▶ _AUFGABE 1_: Stimmen diese Aussagen mit dem Forenbeitrag überein? Antworten Sie jeweils mit Ja oder Nein und zitieren Sie dazu die entscheidenden Worte des Forenbeitrags wörtlich: (a) Der Forenbeitrag erwähnt eine Erkrankung des Vaters, die 16 Monate dauerte. (b) Der Urlaub beginnt in drei Wochen. (c) Nach dem vergessenen Pflasterwechsel hatte der Vater stärkere Schmerzen.
▶ _AUFGABE 2_: Schreiben Sie den Teil des Forenbeitrags wortgetreu ab, der mit „Einzelnen Beitrag anzeigen“ beginnt und bis einschließlich „nicht mehr mitspielt....“ reicht.

▶ _AUSGEWÄHLTER ABSCHNITT_:
------------------------------------------------------------

Einzelnen Beitrag anzeigen
  #4  
Alt 17.06.2007, 15:30
Benutzerbild von Susanne28
Susanne28 Susanne28 ist offline
Registrierter Benutzer
 
Registriert seit: 20.02.2006
Ort: Nordhessen
Beiträge: 285
Standard AW: Wenn die Psyche nicht mehr mitspielt....

Lieber Jens,
es muss ja nicht so kommen, bei meinem Vater hat es auch längere Zeit gedauert und wir sehen sehr erschreckende Parallelen zu seinen Eltern.... Und du selbst darfst dich nicht verrückt machen, ich hab in den 16 Monaten Erkrankung meines Vaters auch viel zu viel über viel zu viele Krankheiten gelesen und vor allem eins gelernt: Im Zweifelsfall weiß man gar nicht, dass man krank ist. Man verliert den Glauben an die eigene Unverwundbarkeit, den man ja irgendwie zuvor so mit sich herum trägt... Aber trotzdem darf man sich davon nicht verrückt machen lassen und dank meines Vaters hab ich auch gar keine Zeit mich wirklich um mich selbst verrückt zu machen... geschweige denn zum Arzt zu gehen, ich hab quasi nicht mal Zeit für eine simple Erkältung, so blöd das jetzt klingen mag. Hinzu kommt, dass ich an der Arbeit auch nur schwer fehlen kann... Naja, mach dich jedenfalls nicht verrückt und versuch deinen Vater besser IM Leben zu halten, als wir das geschafft haben...!

Liebe Ulla,
leider ist es nicht mal so, dass mein Vater dies alles nicht wüsste, wir es nicht schon sooft besprochen und erklärt hätten. Kurzzeitig versteht er sogar mal was wir von ihm wollen, aber er kann es einfach nicht umsetzen, es ist zum Verzweifeln. Dabei schöpfen wir immer mal Hoffnung, neulich hat er z.B. vergessen sein großes Pflaster zu wechseln und hat es erst 24 Std später zufällig gemerkt, er hatte somit nur noch ein halbes, wirksames Pflaster kleben und hatte nicht mehr Schmerzen... Aber so etwas will er sich gar nicht dauernd vor Augen führen... lieber all das Schlechte. Wir sind jetzt etwas härter zu ihm, haben u.a. dieses blöde Bett endlich abgebaut- da muss man sich ja krank fühlen, welcher normale Mensch schläft im Wohnzimmer. Aber in schlechten Momenten wirft er uns vor wir würden ihn quälen, wenn wir ihm nicht sofort seine Medikamente holen, er droht dann sich umzubringen, alles hätte keinen Sinn, er bräuchte Menschen die ihm helfen, will den Arzt rufen,ins Krankenhaus.... Er tut sogar so als würde er weinen, wirklich er tut so! In der nächsten Sekunde ist er völlig normal, kurz zuvor ist er so jämmerlich drauf wie ein Kleinkind, dem man etwas wegnimmt oder nicht gibt... Ich merke langsam wie er mir in solchen Situationen nicht mal mehr leid tut.... In drei Wochen bekomme ich Urlaub, eigentlich hatte ich meinen Eltern versprochen ein paar Tage in unser Ferienhaus mit Ihnen zu fahren, weil sie dort seit kurz vor der Diagnose nicht mehr waren, wir dachten auch das wäre ein Ansporn für ihn. Naja, mittlerweile überlegen meine Mutter und ich ob wir nicht alleine fahren und ihn zu seiner Mutter und Schwester geben- das sind die egoistischsten und nervigsten Menschen die ich kenne, vielleicht kommt er dort zur Besinnung.... Tja, vermutlich machen wir einfach alles falsch, sind dort zu nett, und dort zu hart, aber leider wurde meinem Vater auch kein Handbuch beigelegt.....

------------------------------------------------------------

▶ _GEZEIGTES MATERIAL_:
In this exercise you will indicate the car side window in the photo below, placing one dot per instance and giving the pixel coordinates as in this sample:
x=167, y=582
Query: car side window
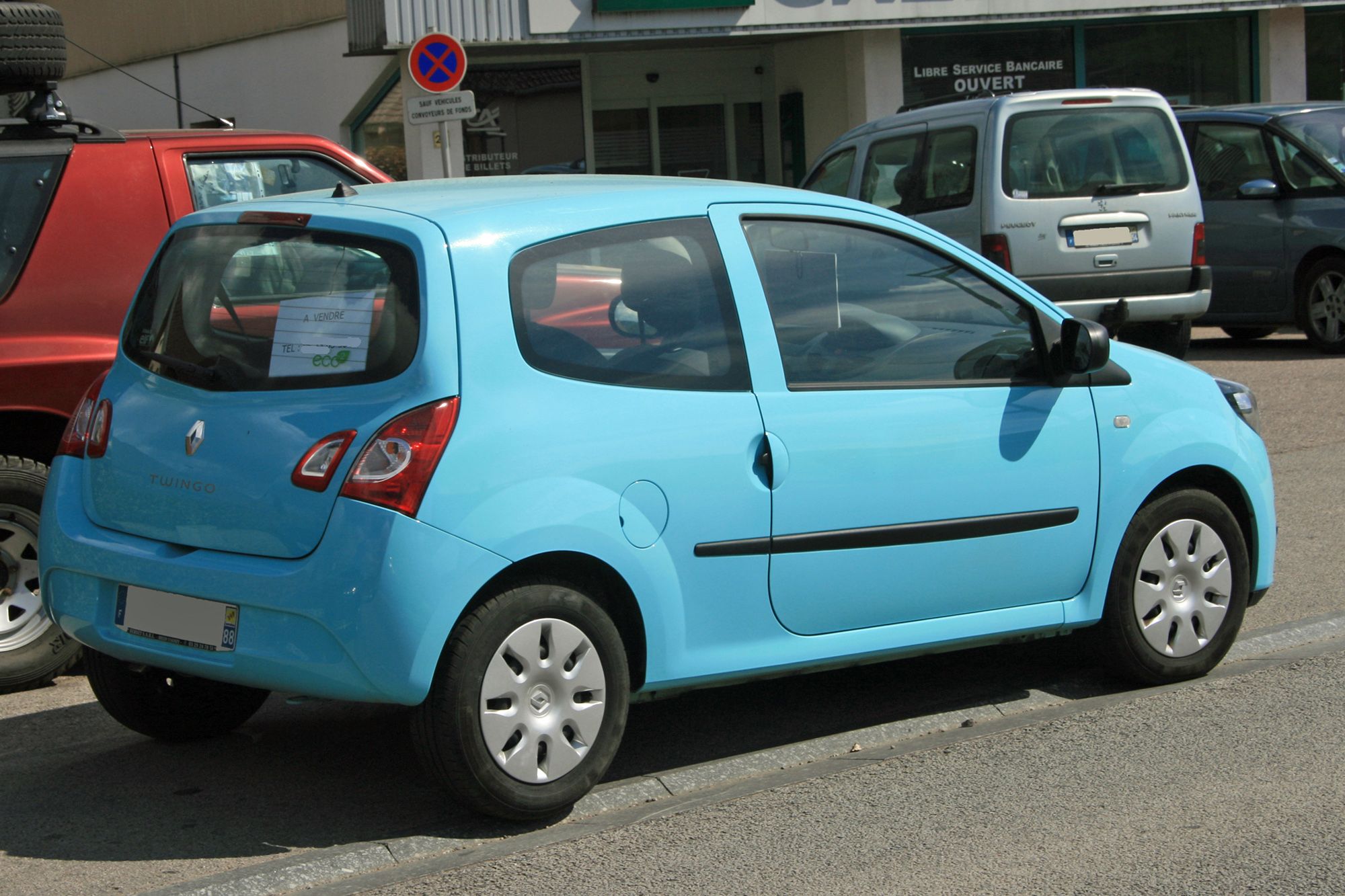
x=637, y=306
x=1301, y=170
x=833, y=175
x=221, y=179
x=950, y=167
x=892, y=174
x=1227, y=157
x=859, y=309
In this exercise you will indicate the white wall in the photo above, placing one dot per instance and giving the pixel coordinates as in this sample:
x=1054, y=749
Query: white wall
x=1284, y=56
x=289, y=81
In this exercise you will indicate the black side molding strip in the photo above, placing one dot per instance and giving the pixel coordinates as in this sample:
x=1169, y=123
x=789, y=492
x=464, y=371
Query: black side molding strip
x=888, y=536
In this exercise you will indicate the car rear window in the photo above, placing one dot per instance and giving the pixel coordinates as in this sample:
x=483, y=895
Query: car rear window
x=255, y=307
x=26, y=188
x=1090, y=153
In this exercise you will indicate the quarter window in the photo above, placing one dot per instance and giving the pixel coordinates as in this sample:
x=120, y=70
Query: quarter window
x=224, y=179
x=857, y=309
x=833, y=175
x=1226, y=158
x=637, y=306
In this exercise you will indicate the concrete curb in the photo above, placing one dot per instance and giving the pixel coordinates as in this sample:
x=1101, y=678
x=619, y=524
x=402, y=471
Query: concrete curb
x=340, y=862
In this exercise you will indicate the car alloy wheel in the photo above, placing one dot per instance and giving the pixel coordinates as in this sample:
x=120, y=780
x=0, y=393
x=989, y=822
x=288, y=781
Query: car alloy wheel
x=1321, y=306
x=543, y=700
x=22, y=618
x=1183, y=588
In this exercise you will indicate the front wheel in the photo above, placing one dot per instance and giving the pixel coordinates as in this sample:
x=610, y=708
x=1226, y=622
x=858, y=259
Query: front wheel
x=1179, y=589
x=1321, y=306
x=529, y=702
x=1169, y=338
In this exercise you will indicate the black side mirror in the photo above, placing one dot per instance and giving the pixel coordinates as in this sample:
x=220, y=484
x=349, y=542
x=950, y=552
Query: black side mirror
x=1260, y=189
x=1085, y=346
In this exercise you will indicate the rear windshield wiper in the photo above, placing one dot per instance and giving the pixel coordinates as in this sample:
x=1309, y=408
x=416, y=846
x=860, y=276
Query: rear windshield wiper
x=1126, y=189
x=205, y=374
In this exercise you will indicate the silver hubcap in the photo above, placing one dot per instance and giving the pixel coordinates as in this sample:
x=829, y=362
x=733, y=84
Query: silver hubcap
x=1327, y=306
x=1183, y=588
x=22, y=616
x=543, y=700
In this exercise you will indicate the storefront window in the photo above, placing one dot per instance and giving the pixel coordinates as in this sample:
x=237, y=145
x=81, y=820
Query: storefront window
x=531, y=120
x=692, y=142
x=1325, y=46
x=622, y=142
x=380, y=136
x=1195, y=61
x=969, y=63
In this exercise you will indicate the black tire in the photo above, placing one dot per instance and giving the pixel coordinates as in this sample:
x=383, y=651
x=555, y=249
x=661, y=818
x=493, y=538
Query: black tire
x=1247, y=334
x=167, y=705
x=37, y=651
x=1169, y=338
x=33, y=46
x=449, y=731
x=1125, y=645
x=1320, y=306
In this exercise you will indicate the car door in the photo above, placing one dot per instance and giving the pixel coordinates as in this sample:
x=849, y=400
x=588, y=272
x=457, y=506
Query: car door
x=1245, y=239
x=921, y=466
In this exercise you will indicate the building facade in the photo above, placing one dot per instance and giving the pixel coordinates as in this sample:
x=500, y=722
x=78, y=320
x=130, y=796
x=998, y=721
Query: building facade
x=742, y=89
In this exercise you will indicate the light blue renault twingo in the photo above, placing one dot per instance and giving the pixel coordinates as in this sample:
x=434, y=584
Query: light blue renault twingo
x=512, y=450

------------------------------------------------------------

▶ _ANTWORT 1_:
(a) Ja: „ich hab in den 16 Monaten Erkrankung meines Vaters“
(b) Ja: „In drei Wochen bekomme ich Urlaub“
(c) Nein: „er hatte somit nur noch ein halbes, wirksames Pflaster kleben und hatte nicht mehr Schmerzen“

▶ _ANTWORT 2_:
Einzelnen Beitrag anzeigen
  #4  
Alt 17.06.2007, 15:30
Benutzerbild von Susanne28
Susanne28 Susanne28 ist offline
Registrierter Benutzer
 
Registriert seit: 20.02.2006
Ort: Nordhessen
Beiträge: 285
Standard AW: Wenn die Psyche nicht mehr mitspielt....